### Text block:

==*==

The year that is drawing towards its close, has been filled with the blessings of fruitful fields and healthful skies. To these bounties, which are so constantly enjoyed that we are prone to forget the source from which they come, others have been added, which are of so extraordinary a nature, that they cannot fail to penetrate and soften even the heart which is habitually insensible to the ever watchful providence of Almighty God.

In the midst of a civil war of unequaled magnitude and severity, which has sometimes seemed to foreign States to invite and to provoke their aggression, peace has been preserved with all nations, order has been maintained, the laws have been respected and obeyed, and harmony has prevailed everywhere except in the theatre of military conflict; while that theatre has been greatly contracted by the advancing armies and navies of the Union.

Needful diversions of wealth and of strength from the fields of peaceful industry to the national defence, have not arrested the plough, the shuttle or the ship; the axe has enlarged the borders of our settlements, and the mines, as well of iron and coal as of the precious metals, have yielded even more abundantly than heretofore. Population has steadily increased, notwithstanding the waste that has been made in the camp, the siege and the battle-field; and the country, rejoicing in the consciousness of augmented strength and vigor, is permitted to expect continuance of years with large increase of freedom.

==*==

### Given records:
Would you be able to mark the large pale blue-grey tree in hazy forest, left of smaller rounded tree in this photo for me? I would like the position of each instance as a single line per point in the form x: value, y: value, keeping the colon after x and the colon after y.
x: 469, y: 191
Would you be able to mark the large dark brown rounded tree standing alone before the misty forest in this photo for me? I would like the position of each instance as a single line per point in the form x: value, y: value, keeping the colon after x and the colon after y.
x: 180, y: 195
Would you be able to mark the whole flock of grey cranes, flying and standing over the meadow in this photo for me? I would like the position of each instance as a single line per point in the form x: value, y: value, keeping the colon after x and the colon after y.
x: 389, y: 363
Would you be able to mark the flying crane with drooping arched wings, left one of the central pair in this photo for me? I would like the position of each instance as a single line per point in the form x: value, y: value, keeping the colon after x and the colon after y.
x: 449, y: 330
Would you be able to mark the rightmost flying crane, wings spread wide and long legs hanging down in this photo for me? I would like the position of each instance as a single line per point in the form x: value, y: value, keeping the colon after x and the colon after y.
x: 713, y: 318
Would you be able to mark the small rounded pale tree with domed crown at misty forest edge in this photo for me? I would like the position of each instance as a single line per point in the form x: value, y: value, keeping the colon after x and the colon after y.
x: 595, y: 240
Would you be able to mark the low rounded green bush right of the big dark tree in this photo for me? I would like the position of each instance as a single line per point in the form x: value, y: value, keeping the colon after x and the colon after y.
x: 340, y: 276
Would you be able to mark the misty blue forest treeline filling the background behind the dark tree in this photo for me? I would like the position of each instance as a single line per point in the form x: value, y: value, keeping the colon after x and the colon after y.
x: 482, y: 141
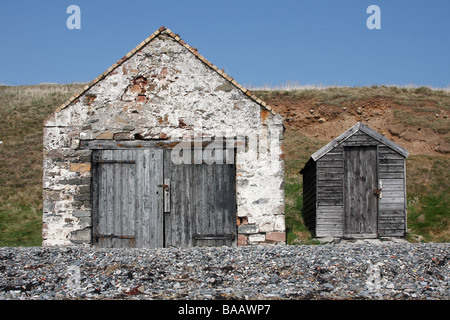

==*==

### Action item A:
Set down the passage about the year's blessings from "In the midst" up to and including "of the Union.".
### Action item B:
Supply what comes next in the passage about the year's blessings, starting after its final sentence.
The data stand apart from the passage about the year's blessings.

### Result A:
In the midst of a civil war of unequaled magnitude and severity, which has sometimes seemed to foreign States to invite and to provoke their aggression, peace has been preserved with all nations, order has been maintained, the laws have been respected and obeyed, and harmony has prevailed everywhere except in the theatre of military conflict; while that theatre has been greatly contracted by the advancing armies and navies of the Union.

### Result B:
No human counsel hath devised nor hath any mortal hand worked out these great things. They are the gracious gifts of the Most High God, who, while dealing with us in anger for our sins, hath nevertheless remembered mercy.

It has seemed to me fit and proper that they should be solemnly, reverently and gratefully acknowledged as with one heart and one voice by the whole American People. I do therefore invite my fellow citizens in every part of the United States, and also those who are at sea and those who are sojourning in foreign lands, to set apart and observe the last Thursday of November next, as a day of Thanksgiving and Praise to our beneficent Father who dwelleth in the Heavens.

And I recommend to them that while offering up the ascriptions justly due to Him for such singular deliverances and blessings, they do also, with humble penitence for our national perverseness and disobedience, commend to His tender care all those who have become widows, orphans, mourners or sufferers in the lamentable civil strife in which we are unavoidably engaged, and fervently implore the interposition of the Almighty Hand to heal the wounds of the nation and to restore it as soon as may be consistent with the Divine purposes to the full enjoyment of peace, harmony, tranquillity and Union.

In testimony whereof, I have hereunto set my hand and caused the Seal of the United States to be affixed.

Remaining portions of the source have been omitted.